**Aufgabenstellung:**
Bearbeiten Sie den Abschnitt von der Zeile mit „Detect milky white mud pool in this picture.“ bis einschließlich der Zeile mit „0,0,1024,221“, indem Sie „rocky hill“ durch „stony hill“ ersetzen. Geben Sie nur diesen Abschnitt aus und lassen Sie alles Übrige darin unverändert.
++++ Quelldaten
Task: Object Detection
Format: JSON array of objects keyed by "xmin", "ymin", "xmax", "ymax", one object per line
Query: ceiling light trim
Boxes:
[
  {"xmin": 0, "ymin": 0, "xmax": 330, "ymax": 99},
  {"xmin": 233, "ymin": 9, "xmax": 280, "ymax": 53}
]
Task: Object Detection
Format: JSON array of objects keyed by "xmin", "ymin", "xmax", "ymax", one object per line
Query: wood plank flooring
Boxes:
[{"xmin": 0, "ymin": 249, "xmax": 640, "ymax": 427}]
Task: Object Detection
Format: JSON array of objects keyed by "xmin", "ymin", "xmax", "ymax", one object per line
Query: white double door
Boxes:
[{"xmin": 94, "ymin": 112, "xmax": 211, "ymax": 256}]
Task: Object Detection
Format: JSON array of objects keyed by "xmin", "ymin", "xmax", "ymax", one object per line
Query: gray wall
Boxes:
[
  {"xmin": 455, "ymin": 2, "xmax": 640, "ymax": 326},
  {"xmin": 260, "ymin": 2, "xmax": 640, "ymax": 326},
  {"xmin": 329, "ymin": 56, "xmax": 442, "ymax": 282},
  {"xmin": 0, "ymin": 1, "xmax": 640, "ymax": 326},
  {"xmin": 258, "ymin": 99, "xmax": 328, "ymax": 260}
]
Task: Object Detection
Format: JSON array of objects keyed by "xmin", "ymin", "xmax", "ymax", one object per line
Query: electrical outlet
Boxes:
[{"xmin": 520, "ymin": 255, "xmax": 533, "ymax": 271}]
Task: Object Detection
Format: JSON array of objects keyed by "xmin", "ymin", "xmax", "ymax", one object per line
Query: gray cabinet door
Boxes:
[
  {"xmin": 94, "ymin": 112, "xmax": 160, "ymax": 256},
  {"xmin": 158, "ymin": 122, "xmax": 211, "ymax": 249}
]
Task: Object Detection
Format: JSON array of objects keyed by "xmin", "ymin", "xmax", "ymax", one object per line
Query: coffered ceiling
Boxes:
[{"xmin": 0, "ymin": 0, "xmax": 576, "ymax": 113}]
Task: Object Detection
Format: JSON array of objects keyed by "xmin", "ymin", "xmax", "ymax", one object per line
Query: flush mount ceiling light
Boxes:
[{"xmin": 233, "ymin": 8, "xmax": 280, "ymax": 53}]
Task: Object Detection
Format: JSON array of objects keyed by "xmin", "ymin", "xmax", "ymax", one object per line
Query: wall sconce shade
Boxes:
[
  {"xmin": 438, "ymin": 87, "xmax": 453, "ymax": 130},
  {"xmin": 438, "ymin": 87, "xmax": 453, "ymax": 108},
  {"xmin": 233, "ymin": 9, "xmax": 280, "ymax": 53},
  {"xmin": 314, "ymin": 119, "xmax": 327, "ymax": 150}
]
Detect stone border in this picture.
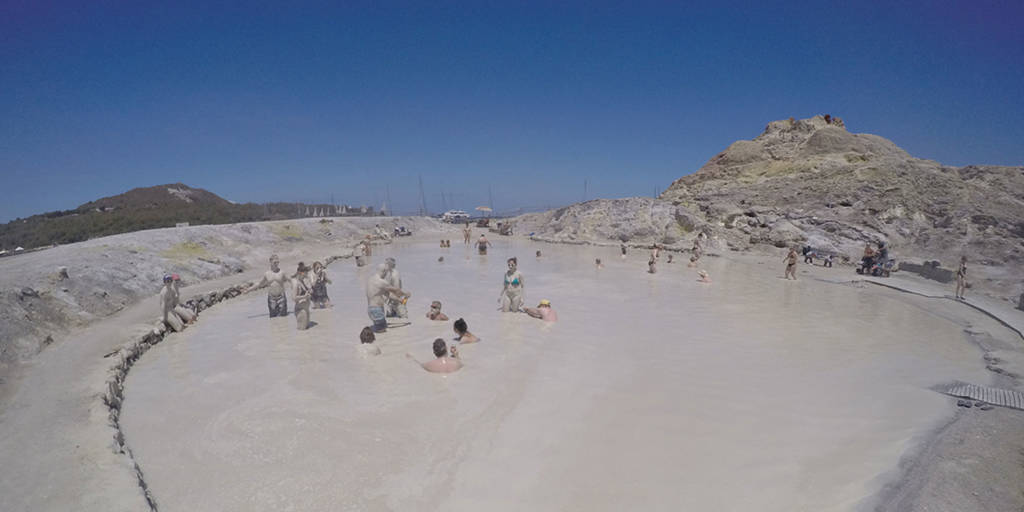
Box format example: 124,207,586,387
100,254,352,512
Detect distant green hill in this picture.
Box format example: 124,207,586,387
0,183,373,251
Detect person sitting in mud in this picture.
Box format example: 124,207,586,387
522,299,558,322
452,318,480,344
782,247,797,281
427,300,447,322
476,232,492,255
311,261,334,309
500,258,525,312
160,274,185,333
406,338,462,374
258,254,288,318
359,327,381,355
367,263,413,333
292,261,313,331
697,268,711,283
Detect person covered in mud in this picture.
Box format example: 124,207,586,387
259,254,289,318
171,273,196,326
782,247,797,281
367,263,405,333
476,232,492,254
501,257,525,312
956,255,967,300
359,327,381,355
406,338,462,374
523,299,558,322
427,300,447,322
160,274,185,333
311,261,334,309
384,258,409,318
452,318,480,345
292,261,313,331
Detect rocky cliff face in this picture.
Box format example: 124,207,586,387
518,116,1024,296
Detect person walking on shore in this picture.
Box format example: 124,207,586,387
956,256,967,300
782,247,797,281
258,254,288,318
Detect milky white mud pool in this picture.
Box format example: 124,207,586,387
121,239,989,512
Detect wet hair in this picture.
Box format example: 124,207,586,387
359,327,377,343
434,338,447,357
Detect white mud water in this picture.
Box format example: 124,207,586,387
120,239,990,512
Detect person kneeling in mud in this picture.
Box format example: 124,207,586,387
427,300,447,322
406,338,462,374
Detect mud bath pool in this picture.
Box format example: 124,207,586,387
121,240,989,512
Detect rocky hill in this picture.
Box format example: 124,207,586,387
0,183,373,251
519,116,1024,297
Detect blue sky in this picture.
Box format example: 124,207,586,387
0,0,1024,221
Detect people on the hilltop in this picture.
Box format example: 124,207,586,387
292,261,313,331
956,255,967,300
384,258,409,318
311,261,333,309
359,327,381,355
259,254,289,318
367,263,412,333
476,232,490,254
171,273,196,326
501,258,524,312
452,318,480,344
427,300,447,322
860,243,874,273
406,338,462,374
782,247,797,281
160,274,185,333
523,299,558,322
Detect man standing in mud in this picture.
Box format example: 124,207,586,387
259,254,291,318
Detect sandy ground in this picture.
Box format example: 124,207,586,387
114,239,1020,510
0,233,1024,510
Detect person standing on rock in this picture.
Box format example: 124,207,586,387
++++++++
++++ Quelldaten
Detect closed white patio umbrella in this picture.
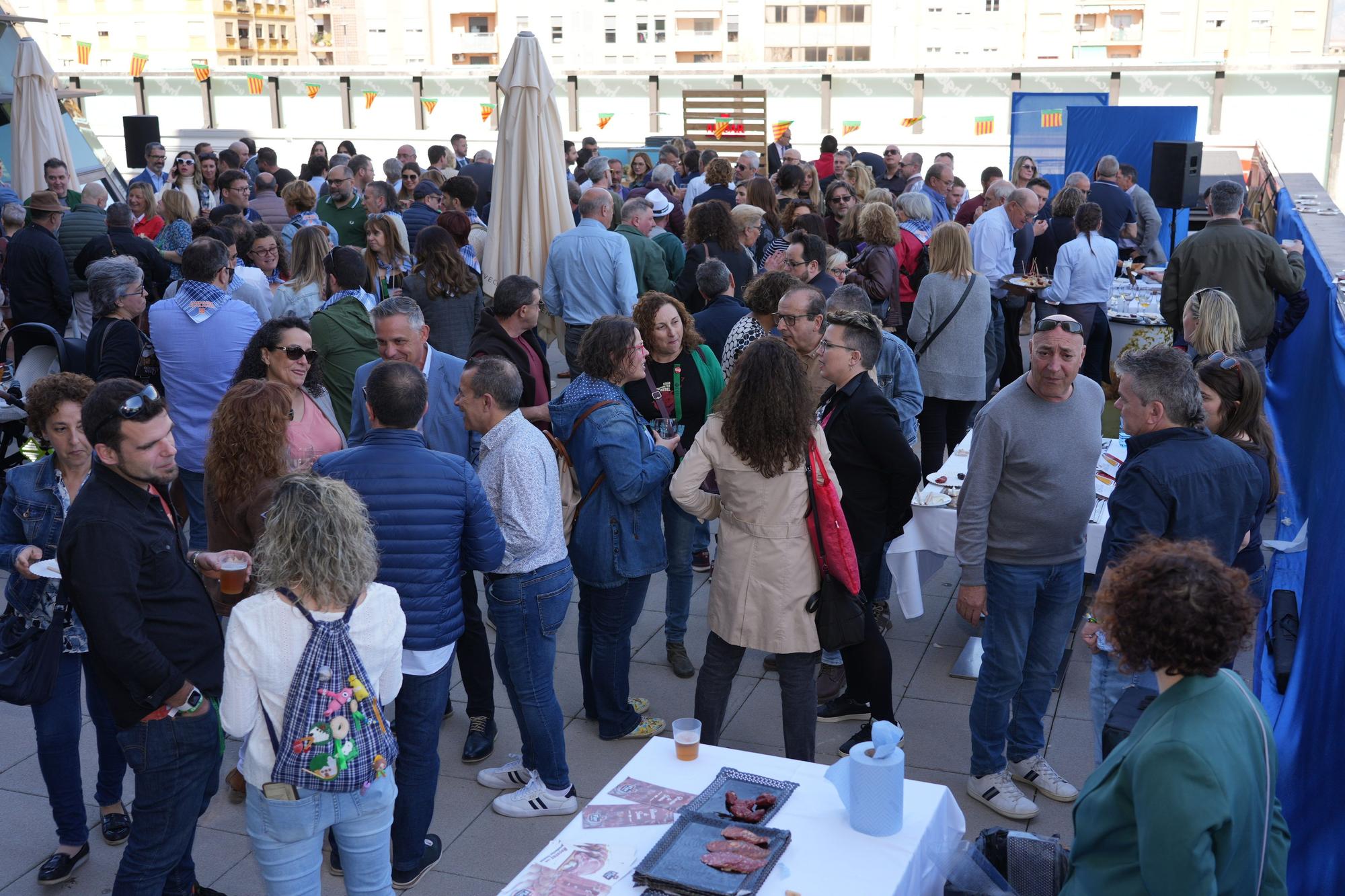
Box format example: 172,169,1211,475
++++++++
++++ Quelldaten
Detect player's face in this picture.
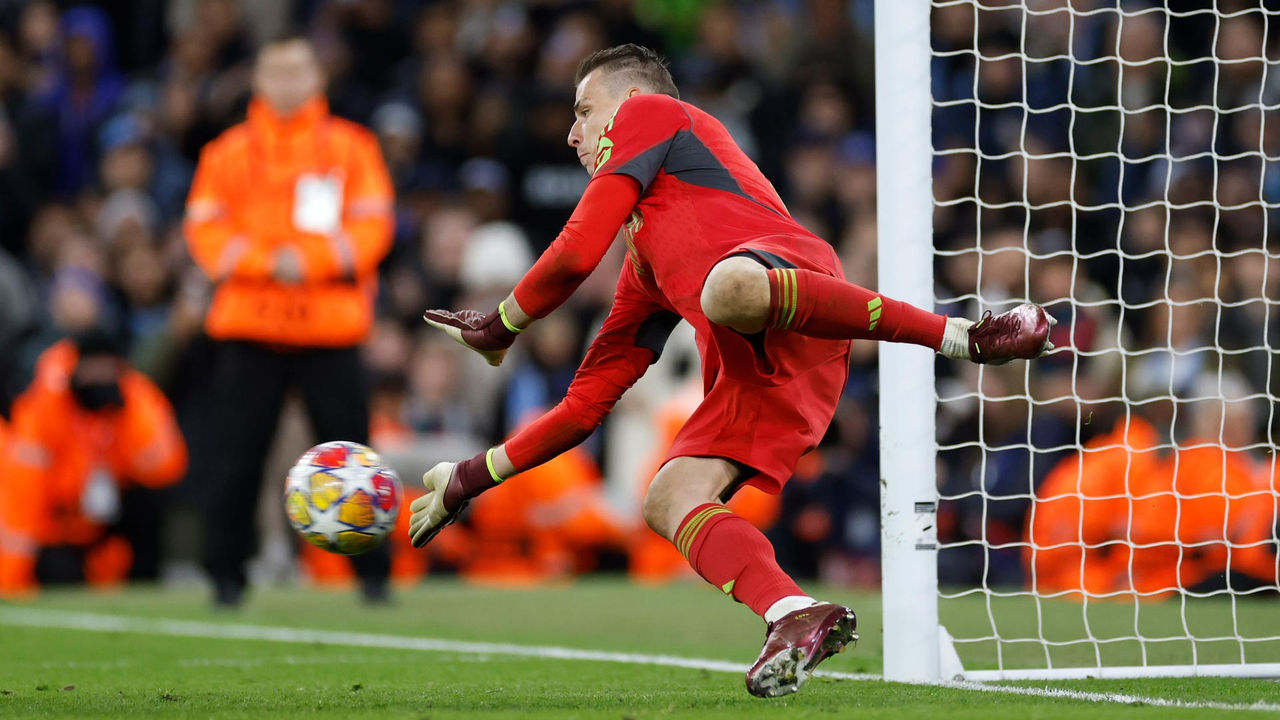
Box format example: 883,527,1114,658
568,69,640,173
++++++++
**Vollständige Ausgabe:**
Detect milky white mud pool in this picture.
Box format example: 124,207,586,387
121,239,989,512
Detect wet hair in this picture.
Box format example: 124,207,586,387
359,327,377,343
434,338,447,357
Detect white mud water in this picture.
Box format example: 124,207,586,387
120,239,990,512
Detect person kneeling in mud in this picture.
Box format example: 124,207,586,387
427,300,447,322
406,338,462,374
Detect mud bath pool in this picture.
Box format example: 124,207,586,387
121,240,989,512
Detect stony hill in this picture.
Box format example: 124,207,586,387
0,183,373,251
519,116,1024,297
Detect blue sky in this picture.
Box format example: 124,207,586,387
0,0,1024,221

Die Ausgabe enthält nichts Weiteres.